■ Records for this task:
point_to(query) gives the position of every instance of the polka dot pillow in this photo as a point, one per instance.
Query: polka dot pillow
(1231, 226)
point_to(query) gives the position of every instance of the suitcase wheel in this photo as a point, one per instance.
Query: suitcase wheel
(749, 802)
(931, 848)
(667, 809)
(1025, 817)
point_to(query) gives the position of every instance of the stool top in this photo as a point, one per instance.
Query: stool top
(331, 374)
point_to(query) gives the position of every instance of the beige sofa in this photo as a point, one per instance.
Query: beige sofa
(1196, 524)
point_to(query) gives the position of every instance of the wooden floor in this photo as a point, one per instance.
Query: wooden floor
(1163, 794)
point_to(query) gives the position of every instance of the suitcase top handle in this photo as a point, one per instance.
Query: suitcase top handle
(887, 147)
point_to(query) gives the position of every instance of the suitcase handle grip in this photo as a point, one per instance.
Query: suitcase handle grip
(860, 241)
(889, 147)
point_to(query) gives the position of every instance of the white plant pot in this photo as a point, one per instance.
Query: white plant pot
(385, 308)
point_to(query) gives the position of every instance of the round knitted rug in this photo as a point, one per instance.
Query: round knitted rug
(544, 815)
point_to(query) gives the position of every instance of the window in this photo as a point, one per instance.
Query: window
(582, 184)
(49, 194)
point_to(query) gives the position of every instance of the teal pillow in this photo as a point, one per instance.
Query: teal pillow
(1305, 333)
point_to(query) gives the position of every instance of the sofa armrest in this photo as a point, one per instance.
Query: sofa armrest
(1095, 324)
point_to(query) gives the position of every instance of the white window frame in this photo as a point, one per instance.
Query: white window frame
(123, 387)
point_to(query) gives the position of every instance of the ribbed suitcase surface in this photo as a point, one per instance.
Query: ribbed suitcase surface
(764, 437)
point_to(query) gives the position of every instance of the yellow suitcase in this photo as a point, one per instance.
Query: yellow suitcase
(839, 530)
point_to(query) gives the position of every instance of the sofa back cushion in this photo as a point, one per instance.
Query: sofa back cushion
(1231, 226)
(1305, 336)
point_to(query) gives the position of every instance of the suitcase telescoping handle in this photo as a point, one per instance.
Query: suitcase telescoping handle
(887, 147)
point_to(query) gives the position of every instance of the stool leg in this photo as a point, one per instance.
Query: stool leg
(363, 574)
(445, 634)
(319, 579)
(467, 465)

* * *

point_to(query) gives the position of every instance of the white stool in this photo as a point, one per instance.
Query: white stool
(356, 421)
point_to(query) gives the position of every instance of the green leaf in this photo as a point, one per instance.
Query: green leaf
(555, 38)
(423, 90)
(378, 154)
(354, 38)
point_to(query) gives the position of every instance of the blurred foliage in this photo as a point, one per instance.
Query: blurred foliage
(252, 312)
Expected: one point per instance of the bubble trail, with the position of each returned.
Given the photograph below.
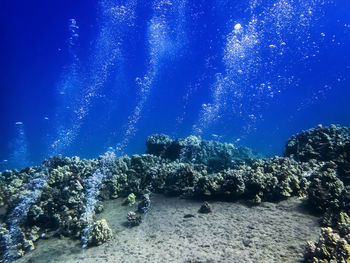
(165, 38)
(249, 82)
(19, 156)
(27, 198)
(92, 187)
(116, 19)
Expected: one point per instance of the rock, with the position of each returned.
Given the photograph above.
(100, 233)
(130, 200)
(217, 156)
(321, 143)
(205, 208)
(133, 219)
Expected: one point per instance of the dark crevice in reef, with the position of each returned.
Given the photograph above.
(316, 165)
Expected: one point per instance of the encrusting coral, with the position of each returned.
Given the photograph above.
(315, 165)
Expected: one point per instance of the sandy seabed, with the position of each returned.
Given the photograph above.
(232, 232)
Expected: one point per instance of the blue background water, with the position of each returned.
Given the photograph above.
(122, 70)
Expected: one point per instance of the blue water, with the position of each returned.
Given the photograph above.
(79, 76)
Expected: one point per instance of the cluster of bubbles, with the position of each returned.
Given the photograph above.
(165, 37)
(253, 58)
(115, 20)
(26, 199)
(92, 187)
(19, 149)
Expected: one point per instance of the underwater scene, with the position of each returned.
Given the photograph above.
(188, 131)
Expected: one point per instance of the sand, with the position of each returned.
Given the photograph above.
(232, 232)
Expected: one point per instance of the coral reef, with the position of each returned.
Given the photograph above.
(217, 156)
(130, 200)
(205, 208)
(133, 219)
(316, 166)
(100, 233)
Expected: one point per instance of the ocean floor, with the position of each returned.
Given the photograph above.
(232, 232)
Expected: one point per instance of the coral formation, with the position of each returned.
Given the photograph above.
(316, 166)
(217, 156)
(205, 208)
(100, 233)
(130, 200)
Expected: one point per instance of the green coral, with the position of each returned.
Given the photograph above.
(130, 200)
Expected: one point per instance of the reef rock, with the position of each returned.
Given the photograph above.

■ Exercise directions:
Please reproduce the material from the line that contains "of the polka" through the line that contains "(1025, 817)", swapping "suitcase wheel" for "luggage wheel" and leaving everything else unchanged.

■ Solution to the problem:
point_to(query) gives the position of every instance of the polka dot pillow in this photo as a point, one per instance.
Query: polka dot pillow
(1231, 226)
point_to(query) gives the position of every instance of the luggage wheel in this photo as a point, one per instance.
Query: luggage wheel
(749, 802)
(931, 848)
(667, 809)
(1025, 817)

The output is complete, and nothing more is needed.